• **Article**
=======

Annexure to the Auditors' Report to the Members of SCOPE INDUSTRIES
(INDIA) LIMITED for the year ended March 31, 2012
(Referred to in paragraph 3 of our Report of even date)
(i) (a) The company has maintained proper records showing full
particulars, including quantitative details and situation of fixed
assets.
(b) The Fixed assets have been physically verified by the management
during the year in accordance with a phased program of verification
which, in our opinion is reasonable having regard to the size of the
company and the nature of its assets, According to the information
furnished to us , no material discrepancies have been noticed on such
verification.
(c) No substantial part fixed assets have been disposed off by the
company during the year.
(ii) (a) The inventory has been physically verified by the management
during the year. In our opinion,the frequency of such verification is
responsible.
(b) The procedures for the physical verification of inventories
followed by the Management are reasonable and adequate in relation to
the size of the company and the nature of its business.
(c) The company has maintained proper records of inventory and there
are no discrepancies noticed on verification between the physical
stocks and the book of records.
(iii) (a) The company has not granted any loans to/ from parties
covered in the register maintained under section 301 of the companies
Act, 1956. In view of clause (iii) (a) above, the clauses (iii) (b),
(iii) (c) (iii) (d) are not applicable.
(e) According to the information and explanations given to us, the
company was taken loans from the two parties covered in the register
maintained under section 301 of the Companies Act 1956. The maximum
amount outstanding during the year was Rs 19, 05,000 and the yearend
balance of such loan was Rs 19, 05,000.
(f) In our opinion, the rate of interest and other terms and conditions
on which the loan has been taken from parties covered in the register
maintained under section 301 of the Companies Act., 1956 are not, prima
facie, prejudicial to the interest of the Company.

=======

• **Data entries**
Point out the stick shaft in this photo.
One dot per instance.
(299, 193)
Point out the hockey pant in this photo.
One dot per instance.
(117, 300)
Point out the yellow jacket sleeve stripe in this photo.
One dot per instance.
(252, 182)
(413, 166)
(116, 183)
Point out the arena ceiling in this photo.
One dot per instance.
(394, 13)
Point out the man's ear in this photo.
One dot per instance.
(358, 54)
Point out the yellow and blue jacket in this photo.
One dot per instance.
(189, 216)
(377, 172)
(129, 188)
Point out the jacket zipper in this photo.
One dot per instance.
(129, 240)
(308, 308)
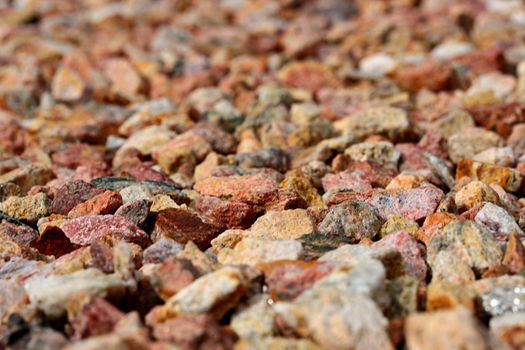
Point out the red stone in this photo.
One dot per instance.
(232, 214)
(71, 194)
(96, 317)
(286, 279)
(87, 229)
(104, 203)
(184, 226)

=======

• **Directives**
- 1) How would you sum up the auditors' report annexure in two sentences?
- 2) Which lines of the rows contain the word "jacket"? Return each of them, treating uppercase and lowercase as different.
The text and the rows have nothing to do with each other.

• **Answers by task**
- 1) The company keeps proper records of its fixed assets and inventory, and management physically verified both during the year without any material discrepancies being found. The company took loans from two parties covered in the register maintained under section 301 of the Companies Act, 1956, and the auditors judged the interest rate and other terms not prima facie prejudicial to the company's interest.

- 2)
Point out the yellow jacket sleeve stripe in this photo.
Point out the yellow and blue jacket in this photo.
Point out the jacket zipper in this photo.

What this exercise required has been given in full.